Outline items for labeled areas

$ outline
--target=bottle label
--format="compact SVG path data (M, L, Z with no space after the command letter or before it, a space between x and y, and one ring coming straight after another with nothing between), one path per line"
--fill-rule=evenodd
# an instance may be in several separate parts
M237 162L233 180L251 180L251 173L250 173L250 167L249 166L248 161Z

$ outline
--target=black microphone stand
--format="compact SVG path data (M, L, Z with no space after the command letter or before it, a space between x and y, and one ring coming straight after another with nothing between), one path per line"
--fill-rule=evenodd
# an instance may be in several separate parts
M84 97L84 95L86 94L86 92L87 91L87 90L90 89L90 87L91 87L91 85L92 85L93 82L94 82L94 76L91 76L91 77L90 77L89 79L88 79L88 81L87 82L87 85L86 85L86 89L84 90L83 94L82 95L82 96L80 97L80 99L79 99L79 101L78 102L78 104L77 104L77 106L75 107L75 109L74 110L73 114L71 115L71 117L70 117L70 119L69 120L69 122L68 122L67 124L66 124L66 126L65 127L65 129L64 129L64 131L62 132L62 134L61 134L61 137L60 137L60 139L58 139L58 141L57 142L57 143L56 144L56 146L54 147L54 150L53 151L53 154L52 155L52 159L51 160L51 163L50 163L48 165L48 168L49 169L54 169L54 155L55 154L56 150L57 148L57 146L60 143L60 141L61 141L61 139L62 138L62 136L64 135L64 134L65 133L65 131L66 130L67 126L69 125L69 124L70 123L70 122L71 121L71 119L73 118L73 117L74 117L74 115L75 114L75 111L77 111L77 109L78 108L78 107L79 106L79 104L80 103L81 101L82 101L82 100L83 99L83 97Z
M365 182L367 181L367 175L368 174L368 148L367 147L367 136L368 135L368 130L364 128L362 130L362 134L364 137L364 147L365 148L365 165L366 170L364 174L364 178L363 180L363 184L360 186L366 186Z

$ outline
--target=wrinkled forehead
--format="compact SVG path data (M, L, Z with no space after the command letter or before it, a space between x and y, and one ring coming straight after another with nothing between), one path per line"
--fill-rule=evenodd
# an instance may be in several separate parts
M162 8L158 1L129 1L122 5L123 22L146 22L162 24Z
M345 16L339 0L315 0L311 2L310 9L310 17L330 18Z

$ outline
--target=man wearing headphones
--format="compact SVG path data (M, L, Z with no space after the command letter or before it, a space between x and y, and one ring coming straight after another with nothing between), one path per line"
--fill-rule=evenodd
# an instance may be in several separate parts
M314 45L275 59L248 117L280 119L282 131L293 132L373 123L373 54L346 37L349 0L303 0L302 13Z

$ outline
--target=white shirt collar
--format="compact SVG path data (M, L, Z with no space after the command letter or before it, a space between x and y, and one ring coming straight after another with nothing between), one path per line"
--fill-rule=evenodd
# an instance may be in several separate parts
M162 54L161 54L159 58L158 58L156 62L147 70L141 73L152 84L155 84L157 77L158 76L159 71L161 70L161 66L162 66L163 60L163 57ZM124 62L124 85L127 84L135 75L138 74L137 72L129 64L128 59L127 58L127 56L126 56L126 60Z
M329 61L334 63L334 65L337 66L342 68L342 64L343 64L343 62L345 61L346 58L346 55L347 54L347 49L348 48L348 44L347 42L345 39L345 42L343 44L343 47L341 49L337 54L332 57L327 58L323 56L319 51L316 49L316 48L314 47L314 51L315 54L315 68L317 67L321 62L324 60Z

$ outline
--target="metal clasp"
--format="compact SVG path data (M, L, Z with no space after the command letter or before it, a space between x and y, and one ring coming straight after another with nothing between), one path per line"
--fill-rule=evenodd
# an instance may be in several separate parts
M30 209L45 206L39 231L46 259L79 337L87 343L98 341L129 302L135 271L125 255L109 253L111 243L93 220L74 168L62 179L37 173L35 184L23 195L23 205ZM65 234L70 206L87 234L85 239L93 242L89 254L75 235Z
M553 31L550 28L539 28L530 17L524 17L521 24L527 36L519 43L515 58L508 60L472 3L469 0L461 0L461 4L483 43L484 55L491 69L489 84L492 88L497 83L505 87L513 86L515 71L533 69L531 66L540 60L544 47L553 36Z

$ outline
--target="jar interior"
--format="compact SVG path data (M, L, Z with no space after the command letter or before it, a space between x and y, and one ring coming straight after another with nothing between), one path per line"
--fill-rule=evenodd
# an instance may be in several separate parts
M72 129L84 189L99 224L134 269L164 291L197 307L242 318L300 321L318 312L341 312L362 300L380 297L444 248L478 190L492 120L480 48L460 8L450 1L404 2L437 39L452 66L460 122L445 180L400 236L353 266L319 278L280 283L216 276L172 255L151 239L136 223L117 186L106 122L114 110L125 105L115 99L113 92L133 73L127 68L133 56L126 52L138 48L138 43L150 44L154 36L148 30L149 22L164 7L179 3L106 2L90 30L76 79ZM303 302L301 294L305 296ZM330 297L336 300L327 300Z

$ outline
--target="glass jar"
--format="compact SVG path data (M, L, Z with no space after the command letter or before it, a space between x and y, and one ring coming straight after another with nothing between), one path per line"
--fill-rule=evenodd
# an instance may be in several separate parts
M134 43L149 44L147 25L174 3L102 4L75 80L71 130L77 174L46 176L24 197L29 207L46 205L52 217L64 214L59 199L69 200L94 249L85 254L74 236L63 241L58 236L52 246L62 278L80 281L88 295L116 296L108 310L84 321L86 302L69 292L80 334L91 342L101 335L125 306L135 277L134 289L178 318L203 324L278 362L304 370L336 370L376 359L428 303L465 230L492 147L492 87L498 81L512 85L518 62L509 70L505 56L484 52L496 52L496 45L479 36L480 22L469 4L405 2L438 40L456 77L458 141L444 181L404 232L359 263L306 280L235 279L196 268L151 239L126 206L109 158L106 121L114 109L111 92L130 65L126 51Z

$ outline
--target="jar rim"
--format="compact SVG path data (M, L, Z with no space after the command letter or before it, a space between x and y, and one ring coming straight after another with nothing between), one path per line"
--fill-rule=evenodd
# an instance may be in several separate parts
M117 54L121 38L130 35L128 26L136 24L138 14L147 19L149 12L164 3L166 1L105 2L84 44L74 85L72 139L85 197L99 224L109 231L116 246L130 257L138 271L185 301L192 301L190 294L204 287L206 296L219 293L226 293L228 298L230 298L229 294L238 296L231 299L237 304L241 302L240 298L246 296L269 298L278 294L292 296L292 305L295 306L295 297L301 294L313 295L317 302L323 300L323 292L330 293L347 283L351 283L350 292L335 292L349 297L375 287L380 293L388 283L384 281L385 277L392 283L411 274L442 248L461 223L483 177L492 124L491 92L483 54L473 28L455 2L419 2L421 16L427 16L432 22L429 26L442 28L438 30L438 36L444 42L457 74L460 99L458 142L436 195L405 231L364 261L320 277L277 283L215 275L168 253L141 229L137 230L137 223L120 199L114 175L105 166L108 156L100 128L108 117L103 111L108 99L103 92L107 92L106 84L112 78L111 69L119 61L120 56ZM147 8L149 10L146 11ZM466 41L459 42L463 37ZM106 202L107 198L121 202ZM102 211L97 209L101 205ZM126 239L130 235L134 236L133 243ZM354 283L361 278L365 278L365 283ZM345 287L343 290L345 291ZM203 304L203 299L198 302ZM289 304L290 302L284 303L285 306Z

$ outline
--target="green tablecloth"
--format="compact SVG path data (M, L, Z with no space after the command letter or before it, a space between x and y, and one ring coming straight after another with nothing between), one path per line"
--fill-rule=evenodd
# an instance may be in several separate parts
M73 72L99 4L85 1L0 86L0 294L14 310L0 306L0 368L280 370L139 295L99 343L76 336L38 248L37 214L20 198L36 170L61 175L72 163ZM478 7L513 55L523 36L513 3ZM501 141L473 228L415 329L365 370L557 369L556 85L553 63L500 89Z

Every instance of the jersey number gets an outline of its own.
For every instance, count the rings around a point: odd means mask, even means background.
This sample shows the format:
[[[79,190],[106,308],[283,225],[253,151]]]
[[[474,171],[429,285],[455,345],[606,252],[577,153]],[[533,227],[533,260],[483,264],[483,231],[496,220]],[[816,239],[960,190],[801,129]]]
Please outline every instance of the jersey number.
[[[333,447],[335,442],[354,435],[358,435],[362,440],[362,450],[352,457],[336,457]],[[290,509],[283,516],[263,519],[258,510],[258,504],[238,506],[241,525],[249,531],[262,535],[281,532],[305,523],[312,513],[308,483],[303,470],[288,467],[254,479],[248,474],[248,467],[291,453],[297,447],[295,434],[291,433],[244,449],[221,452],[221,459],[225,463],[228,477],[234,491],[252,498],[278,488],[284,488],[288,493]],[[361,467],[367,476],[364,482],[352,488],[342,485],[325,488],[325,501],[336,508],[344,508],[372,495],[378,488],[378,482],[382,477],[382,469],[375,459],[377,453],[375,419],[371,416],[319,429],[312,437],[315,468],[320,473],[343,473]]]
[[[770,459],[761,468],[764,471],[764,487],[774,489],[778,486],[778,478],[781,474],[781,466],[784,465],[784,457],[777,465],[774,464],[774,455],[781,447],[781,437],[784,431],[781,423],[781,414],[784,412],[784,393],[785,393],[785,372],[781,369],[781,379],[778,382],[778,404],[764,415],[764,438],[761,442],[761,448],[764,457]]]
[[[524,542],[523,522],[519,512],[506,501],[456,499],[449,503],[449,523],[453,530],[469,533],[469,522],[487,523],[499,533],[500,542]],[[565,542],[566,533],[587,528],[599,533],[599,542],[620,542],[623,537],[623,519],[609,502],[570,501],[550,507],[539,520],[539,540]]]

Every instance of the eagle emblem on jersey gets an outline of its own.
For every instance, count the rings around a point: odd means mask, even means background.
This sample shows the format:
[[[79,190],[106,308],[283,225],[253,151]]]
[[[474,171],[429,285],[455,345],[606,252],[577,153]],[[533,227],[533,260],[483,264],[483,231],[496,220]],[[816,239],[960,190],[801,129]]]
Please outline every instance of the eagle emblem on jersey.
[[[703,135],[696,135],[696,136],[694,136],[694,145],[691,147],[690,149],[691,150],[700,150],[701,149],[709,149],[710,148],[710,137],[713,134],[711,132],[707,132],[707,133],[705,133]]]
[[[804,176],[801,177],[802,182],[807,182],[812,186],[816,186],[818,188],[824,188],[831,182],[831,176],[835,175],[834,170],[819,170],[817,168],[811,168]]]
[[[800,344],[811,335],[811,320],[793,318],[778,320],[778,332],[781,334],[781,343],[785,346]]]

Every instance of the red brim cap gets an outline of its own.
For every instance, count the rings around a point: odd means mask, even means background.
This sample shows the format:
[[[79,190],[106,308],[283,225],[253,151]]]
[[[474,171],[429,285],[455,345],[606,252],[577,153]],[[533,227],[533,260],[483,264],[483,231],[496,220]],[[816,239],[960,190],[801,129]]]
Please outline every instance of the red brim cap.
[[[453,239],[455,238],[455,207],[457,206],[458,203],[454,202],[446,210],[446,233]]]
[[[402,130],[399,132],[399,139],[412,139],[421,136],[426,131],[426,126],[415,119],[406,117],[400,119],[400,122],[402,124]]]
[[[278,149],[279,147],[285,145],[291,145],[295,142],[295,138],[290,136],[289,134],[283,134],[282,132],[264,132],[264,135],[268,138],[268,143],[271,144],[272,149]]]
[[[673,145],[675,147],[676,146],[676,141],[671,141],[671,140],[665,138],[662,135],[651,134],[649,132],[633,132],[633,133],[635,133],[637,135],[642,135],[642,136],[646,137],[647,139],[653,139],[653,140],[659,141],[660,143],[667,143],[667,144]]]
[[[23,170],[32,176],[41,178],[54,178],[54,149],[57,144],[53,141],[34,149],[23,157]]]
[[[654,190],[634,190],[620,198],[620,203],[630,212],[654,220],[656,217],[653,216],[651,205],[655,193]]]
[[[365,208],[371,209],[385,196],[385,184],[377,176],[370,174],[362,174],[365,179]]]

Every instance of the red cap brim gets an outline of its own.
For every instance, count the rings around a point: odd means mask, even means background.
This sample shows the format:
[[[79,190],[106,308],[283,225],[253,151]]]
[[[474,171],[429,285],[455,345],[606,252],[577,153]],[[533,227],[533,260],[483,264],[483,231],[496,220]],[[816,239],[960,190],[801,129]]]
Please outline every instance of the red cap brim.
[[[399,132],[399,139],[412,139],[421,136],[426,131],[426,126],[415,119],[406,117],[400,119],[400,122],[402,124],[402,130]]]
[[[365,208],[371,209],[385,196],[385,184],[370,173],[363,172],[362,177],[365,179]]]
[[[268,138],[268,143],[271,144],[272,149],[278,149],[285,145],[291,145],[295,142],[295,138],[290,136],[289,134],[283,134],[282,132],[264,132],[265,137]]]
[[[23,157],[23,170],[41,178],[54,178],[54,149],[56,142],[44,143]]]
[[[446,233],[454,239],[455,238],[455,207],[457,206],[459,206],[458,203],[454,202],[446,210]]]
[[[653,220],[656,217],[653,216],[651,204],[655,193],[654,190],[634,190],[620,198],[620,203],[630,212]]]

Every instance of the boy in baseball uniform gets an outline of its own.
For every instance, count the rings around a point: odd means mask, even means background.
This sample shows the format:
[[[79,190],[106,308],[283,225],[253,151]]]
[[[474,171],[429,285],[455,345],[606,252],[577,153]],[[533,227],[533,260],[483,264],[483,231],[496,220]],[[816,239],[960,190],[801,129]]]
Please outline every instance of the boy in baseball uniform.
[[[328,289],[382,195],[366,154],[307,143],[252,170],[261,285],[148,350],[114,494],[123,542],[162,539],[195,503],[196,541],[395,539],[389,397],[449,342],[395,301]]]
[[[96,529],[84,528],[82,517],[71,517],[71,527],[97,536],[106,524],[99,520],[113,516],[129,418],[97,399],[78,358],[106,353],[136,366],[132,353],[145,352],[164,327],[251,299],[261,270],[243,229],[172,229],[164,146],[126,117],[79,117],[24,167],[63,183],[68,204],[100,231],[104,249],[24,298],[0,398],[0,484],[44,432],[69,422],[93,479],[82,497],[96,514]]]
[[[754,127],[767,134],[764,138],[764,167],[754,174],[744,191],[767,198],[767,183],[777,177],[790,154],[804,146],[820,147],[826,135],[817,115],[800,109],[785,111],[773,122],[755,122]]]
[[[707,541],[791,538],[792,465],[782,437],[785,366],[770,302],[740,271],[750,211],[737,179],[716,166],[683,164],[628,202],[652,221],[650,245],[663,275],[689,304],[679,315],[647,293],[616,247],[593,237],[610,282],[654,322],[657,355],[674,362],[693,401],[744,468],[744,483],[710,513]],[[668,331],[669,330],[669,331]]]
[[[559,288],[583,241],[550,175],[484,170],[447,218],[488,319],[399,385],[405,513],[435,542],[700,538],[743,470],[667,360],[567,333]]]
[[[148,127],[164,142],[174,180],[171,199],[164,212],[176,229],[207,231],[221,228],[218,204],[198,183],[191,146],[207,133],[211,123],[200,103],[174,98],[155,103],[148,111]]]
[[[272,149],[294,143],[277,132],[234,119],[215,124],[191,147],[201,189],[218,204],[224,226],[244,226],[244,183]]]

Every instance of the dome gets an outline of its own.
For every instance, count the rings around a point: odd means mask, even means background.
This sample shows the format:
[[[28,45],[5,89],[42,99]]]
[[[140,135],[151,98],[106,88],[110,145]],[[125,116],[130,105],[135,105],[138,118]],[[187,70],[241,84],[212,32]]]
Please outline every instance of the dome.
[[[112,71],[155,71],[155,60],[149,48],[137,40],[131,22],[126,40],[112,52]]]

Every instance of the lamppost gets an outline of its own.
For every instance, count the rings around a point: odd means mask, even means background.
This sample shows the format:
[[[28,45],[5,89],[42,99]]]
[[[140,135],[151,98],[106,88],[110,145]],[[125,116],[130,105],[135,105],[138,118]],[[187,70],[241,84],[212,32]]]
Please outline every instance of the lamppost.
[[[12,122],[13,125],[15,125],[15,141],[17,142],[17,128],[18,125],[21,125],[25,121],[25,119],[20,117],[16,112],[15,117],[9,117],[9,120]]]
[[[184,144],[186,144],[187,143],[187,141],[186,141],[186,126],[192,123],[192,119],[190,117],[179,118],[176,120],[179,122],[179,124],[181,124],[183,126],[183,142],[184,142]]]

:: WRITTEN PROBLEM ::
Please pull out every line of the records above that contains the word "eagle", and copy each one in full.

:: FINAL RESULT ::
Every instance of the eagle emblem on jersey gets an outline of its own.
Please outline every instance of the eagle emblem on jersey.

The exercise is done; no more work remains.